Saved data entries:
+ + + +

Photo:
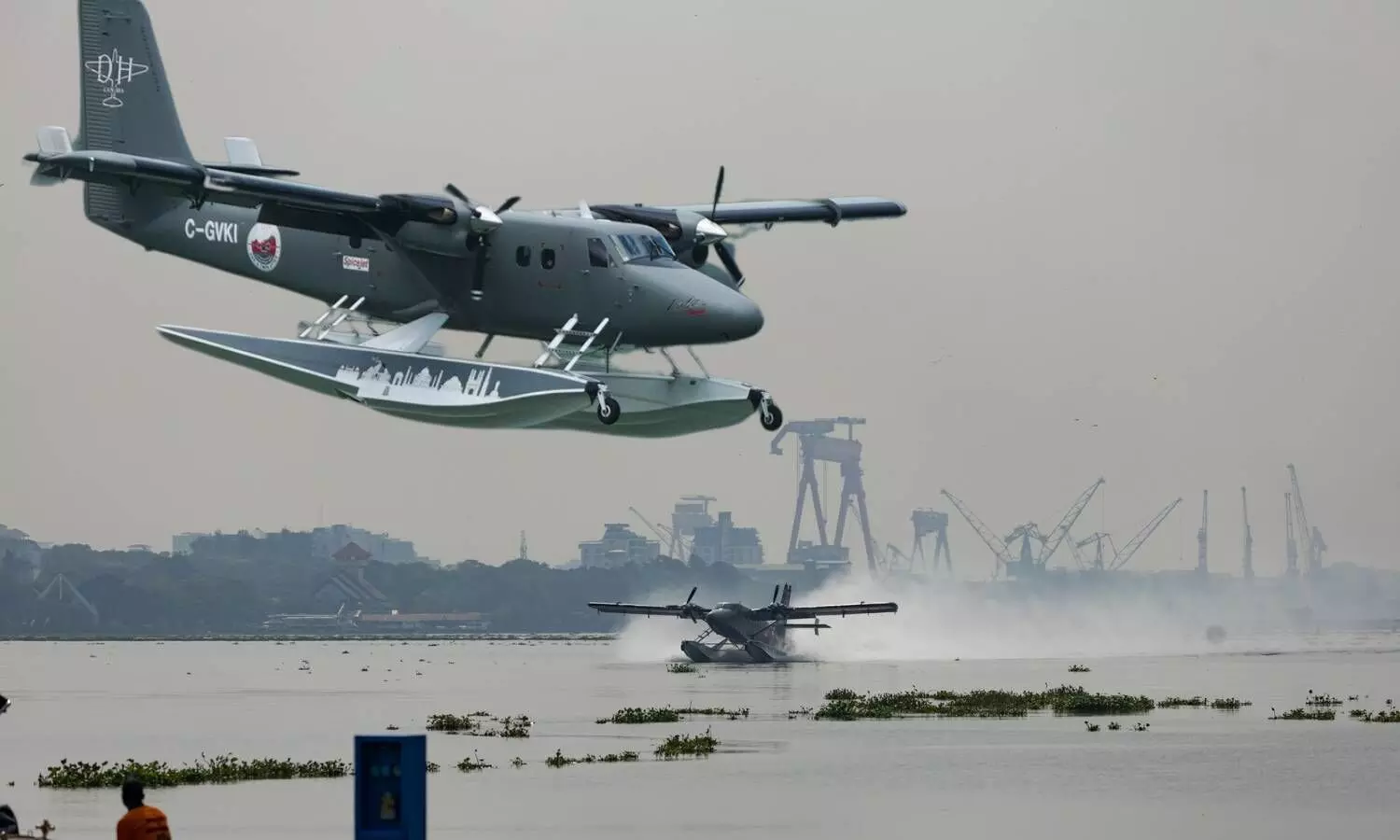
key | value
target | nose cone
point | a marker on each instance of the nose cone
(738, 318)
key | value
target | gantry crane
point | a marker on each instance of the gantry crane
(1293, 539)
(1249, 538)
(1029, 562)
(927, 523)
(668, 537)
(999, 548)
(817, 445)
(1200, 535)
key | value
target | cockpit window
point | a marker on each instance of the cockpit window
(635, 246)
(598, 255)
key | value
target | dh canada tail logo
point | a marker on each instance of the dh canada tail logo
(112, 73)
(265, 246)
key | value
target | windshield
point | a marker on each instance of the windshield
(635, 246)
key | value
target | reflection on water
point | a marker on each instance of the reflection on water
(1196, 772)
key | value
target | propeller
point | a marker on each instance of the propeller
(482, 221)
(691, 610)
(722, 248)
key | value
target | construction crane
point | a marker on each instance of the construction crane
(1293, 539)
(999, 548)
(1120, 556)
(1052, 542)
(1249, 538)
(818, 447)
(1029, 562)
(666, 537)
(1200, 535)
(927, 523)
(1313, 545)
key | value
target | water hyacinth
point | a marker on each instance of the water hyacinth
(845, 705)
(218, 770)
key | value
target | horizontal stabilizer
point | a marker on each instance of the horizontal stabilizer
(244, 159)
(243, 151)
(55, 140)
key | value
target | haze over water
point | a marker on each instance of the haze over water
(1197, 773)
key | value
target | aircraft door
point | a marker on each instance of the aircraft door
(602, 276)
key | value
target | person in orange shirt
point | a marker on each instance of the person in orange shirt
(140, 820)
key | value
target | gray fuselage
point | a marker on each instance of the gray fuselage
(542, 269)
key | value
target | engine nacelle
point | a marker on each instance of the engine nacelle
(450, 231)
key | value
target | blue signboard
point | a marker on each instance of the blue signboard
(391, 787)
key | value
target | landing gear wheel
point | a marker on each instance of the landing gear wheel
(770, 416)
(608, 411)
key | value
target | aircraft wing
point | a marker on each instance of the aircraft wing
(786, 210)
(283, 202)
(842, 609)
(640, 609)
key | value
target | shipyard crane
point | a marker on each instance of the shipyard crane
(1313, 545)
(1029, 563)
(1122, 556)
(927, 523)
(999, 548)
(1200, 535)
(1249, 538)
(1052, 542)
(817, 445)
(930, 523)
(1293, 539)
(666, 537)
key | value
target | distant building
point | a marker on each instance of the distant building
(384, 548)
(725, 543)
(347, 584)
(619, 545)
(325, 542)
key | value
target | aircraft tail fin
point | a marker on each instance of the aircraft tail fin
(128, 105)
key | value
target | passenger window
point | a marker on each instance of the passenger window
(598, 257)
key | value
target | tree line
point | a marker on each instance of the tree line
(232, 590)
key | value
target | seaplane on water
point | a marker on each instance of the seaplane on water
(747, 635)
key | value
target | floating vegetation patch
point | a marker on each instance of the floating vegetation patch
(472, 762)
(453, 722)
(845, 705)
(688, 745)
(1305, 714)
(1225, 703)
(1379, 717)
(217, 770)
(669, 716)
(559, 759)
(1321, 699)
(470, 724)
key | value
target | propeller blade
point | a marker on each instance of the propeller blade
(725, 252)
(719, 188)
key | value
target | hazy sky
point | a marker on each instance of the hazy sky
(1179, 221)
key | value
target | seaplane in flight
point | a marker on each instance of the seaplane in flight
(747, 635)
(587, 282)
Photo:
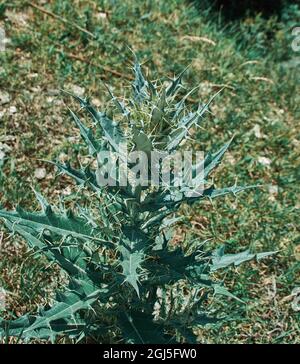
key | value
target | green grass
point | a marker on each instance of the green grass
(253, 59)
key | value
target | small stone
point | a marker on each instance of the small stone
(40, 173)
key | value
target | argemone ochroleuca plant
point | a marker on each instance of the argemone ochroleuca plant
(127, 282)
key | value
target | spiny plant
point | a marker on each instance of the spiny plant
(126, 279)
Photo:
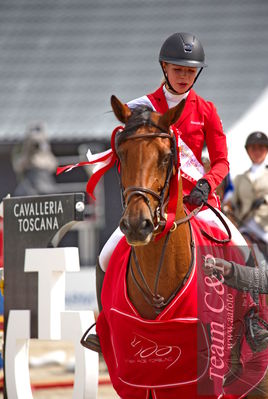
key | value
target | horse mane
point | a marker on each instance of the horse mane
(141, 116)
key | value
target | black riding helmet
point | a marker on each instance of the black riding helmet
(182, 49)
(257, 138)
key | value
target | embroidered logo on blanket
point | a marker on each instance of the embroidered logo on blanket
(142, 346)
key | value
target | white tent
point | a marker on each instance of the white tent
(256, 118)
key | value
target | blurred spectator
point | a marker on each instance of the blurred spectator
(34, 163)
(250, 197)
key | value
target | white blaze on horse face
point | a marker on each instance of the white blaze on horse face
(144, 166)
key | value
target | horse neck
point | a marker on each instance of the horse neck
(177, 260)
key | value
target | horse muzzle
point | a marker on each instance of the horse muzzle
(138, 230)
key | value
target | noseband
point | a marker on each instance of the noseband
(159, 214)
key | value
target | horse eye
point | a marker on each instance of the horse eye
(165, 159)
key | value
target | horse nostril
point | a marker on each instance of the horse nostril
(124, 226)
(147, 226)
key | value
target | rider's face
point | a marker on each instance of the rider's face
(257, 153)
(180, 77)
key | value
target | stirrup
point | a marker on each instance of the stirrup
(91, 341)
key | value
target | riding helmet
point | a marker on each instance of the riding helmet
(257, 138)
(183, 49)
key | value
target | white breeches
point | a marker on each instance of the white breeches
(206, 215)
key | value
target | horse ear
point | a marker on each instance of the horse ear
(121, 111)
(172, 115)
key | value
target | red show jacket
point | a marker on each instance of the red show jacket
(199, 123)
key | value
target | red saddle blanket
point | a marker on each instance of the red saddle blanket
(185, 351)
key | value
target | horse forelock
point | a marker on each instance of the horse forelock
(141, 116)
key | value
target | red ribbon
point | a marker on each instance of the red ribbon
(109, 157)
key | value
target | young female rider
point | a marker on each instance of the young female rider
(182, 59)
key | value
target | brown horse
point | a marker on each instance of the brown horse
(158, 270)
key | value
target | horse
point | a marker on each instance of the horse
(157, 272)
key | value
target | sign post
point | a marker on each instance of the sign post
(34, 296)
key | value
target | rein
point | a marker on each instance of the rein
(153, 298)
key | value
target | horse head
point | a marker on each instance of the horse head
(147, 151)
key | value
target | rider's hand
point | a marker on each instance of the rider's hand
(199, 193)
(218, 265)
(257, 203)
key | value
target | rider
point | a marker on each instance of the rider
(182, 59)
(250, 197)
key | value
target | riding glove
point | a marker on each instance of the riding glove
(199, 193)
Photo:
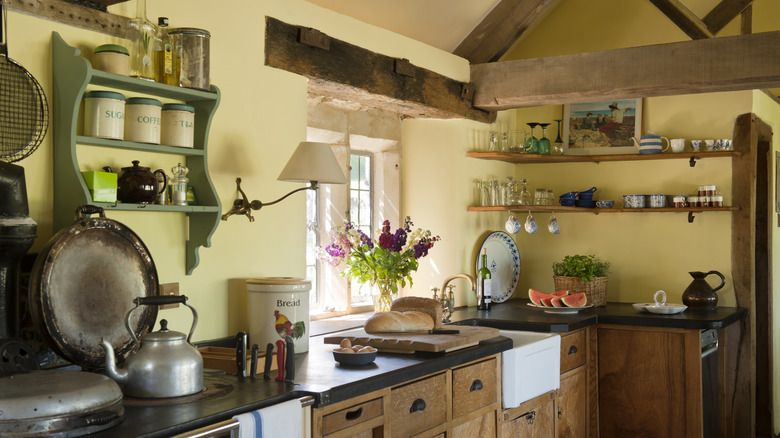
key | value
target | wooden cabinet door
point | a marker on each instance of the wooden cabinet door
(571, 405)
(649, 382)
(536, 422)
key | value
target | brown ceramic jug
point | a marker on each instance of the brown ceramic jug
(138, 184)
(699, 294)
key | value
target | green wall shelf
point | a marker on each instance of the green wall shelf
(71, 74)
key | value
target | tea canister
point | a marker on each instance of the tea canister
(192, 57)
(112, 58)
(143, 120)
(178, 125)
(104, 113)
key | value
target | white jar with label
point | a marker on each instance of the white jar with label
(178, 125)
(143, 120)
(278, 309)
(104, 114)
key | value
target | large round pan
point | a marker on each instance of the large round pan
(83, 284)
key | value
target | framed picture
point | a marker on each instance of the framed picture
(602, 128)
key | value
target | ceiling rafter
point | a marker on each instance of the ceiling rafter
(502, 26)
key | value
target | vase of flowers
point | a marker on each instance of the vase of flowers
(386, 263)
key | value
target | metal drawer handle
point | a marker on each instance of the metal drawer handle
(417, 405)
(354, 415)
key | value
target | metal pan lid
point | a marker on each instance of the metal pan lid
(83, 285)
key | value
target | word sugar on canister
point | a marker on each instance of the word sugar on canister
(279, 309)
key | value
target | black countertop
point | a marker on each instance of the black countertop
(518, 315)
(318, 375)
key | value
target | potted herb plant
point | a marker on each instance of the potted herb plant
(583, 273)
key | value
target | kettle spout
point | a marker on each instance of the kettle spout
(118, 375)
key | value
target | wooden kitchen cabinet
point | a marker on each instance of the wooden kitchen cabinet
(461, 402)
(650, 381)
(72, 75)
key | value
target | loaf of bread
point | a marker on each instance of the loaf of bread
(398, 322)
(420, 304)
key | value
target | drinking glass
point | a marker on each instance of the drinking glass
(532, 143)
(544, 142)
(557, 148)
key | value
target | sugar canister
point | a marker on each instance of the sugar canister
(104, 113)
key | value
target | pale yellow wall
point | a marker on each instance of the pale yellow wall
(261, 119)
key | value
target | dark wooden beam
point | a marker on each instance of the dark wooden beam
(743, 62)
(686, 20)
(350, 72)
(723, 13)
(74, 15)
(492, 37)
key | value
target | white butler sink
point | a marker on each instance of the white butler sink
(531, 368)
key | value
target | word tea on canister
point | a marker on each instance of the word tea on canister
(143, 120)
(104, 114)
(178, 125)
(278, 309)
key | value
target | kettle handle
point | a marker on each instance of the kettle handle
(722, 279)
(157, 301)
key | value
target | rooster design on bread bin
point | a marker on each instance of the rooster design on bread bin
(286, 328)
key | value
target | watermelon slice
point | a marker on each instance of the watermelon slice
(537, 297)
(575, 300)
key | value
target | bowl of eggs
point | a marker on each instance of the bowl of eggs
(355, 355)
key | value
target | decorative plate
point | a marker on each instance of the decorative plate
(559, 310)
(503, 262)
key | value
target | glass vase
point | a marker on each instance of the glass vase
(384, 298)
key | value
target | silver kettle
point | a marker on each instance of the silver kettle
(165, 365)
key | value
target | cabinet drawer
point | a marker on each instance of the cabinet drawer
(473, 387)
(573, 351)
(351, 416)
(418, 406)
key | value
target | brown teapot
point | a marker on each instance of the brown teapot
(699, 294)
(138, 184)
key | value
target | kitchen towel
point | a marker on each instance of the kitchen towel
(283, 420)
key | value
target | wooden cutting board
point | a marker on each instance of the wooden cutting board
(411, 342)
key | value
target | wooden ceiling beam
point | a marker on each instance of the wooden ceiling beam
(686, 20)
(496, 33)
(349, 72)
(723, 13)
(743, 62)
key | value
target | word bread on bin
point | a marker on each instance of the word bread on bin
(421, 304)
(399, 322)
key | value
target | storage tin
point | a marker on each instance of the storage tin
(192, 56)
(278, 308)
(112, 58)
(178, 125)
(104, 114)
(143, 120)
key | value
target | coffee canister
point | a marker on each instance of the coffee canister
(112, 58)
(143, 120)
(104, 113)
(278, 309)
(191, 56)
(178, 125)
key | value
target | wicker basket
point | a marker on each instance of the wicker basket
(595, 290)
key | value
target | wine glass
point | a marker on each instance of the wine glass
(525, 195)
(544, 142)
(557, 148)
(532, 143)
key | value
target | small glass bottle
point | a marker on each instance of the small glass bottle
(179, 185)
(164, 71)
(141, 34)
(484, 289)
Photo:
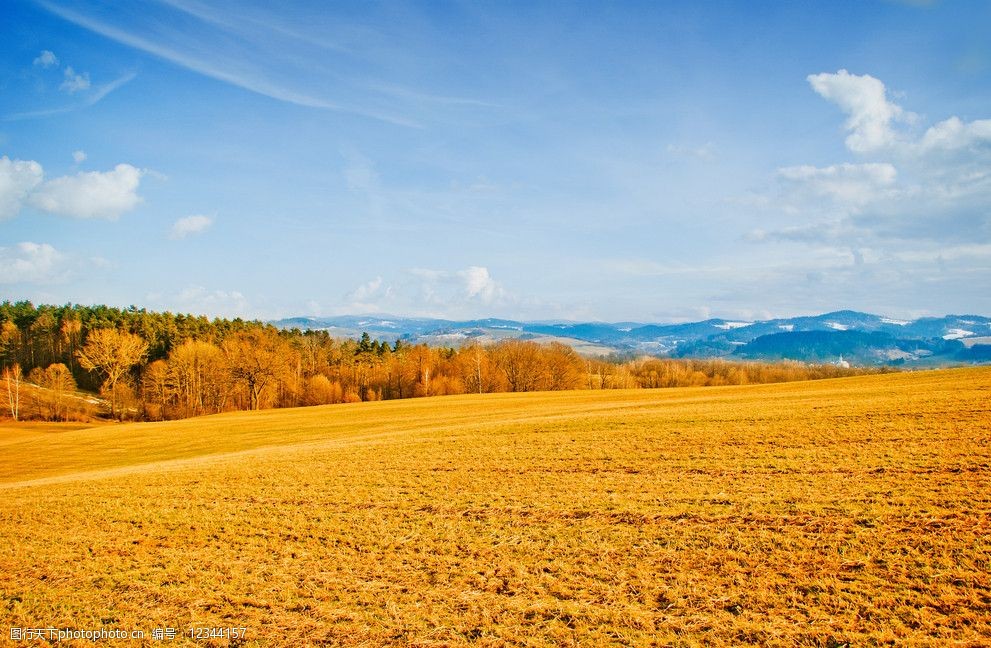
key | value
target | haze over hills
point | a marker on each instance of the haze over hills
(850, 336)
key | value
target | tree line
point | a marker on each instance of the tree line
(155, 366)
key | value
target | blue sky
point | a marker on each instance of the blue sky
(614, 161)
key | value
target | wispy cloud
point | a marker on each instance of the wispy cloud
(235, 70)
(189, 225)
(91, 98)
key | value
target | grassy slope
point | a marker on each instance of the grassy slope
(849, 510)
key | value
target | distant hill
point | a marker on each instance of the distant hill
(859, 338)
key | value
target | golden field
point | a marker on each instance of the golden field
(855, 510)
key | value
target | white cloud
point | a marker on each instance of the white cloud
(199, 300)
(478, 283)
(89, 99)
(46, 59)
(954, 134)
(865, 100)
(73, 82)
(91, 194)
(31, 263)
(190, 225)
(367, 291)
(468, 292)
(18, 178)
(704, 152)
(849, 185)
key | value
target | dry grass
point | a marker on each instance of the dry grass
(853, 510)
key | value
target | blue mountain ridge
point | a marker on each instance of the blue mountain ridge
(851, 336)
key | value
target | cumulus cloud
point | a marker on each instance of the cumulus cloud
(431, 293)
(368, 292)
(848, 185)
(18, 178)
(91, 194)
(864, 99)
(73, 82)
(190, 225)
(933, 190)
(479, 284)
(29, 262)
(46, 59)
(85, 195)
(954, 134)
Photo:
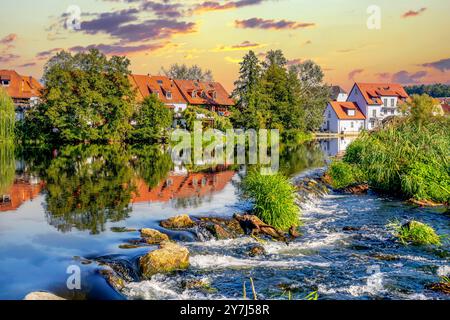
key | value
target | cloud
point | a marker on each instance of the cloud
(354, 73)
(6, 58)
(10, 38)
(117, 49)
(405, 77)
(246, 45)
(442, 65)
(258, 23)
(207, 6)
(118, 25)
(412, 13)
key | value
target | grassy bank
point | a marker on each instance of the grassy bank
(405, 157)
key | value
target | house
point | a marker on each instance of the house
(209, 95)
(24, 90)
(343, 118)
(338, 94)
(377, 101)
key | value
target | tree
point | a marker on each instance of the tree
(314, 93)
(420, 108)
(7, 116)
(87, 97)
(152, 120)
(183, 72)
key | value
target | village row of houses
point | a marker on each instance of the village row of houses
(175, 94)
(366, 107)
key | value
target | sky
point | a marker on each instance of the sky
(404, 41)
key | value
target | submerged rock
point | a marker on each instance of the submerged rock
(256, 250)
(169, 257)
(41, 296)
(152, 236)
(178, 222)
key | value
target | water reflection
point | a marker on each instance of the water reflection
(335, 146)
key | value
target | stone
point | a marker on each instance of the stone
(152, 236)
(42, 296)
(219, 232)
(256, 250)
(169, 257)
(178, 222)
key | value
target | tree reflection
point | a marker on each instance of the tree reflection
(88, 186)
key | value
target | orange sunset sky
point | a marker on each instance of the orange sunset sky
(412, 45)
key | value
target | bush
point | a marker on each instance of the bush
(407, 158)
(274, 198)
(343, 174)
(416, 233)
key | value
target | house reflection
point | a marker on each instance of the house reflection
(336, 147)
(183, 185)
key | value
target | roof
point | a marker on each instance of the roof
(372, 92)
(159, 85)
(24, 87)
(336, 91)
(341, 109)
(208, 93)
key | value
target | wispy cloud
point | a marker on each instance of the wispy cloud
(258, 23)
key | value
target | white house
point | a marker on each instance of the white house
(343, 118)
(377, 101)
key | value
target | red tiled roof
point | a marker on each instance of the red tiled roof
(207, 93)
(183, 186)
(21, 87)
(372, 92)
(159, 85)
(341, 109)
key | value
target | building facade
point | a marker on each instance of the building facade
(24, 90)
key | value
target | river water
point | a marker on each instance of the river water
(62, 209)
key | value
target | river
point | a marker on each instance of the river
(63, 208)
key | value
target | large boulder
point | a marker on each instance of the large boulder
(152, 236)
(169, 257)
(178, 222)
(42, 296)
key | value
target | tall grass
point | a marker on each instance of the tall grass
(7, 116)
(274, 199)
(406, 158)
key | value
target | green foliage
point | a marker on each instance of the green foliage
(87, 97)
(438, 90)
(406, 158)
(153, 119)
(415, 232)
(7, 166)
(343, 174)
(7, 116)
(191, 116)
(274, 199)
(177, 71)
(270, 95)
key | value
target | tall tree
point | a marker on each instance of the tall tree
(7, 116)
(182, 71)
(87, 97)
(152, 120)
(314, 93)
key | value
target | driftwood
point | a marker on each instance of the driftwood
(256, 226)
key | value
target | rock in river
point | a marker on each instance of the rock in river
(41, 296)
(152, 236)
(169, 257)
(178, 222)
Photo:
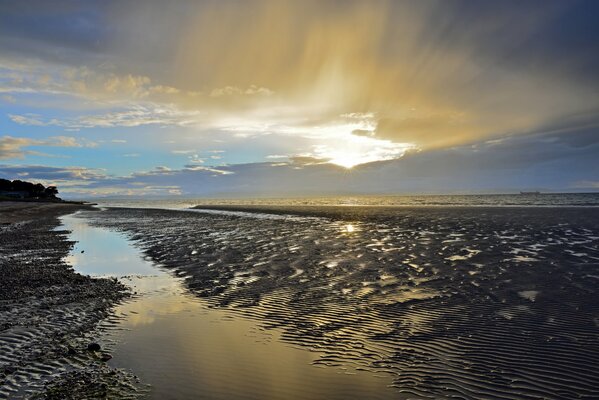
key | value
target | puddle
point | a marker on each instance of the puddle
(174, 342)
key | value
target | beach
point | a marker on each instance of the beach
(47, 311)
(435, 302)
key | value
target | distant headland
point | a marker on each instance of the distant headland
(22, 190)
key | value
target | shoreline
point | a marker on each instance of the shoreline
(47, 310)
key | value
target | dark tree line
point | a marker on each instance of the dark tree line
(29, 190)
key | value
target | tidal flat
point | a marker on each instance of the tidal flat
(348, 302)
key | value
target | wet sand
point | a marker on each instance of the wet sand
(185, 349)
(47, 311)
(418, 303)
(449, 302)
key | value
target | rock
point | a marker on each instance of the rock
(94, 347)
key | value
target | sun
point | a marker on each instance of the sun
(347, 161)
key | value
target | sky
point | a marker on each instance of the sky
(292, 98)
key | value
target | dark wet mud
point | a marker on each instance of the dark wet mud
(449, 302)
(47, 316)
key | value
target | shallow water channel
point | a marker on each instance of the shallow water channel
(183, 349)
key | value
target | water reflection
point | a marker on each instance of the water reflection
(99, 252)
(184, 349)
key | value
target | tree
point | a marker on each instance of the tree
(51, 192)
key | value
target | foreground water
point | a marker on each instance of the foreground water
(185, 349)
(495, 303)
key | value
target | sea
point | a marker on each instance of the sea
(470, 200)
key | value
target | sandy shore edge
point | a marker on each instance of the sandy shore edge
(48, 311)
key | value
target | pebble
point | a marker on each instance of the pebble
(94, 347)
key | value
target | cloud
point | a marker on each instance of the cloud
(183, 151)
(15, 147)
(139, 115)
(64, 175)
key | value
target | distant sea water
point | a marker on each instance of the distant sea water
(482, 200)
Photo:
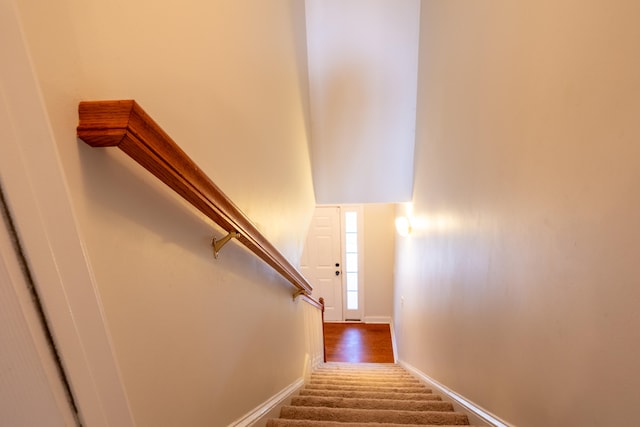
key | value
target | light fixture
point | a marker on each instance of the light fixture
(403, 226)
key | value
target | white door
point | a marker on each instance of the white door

+ + + +

Written task:
Please pull out every line of the material above that contains the string "herb", matching case exactly.

Final result:
target | potted herb plant
point | a marker on each instance of the potted herb plant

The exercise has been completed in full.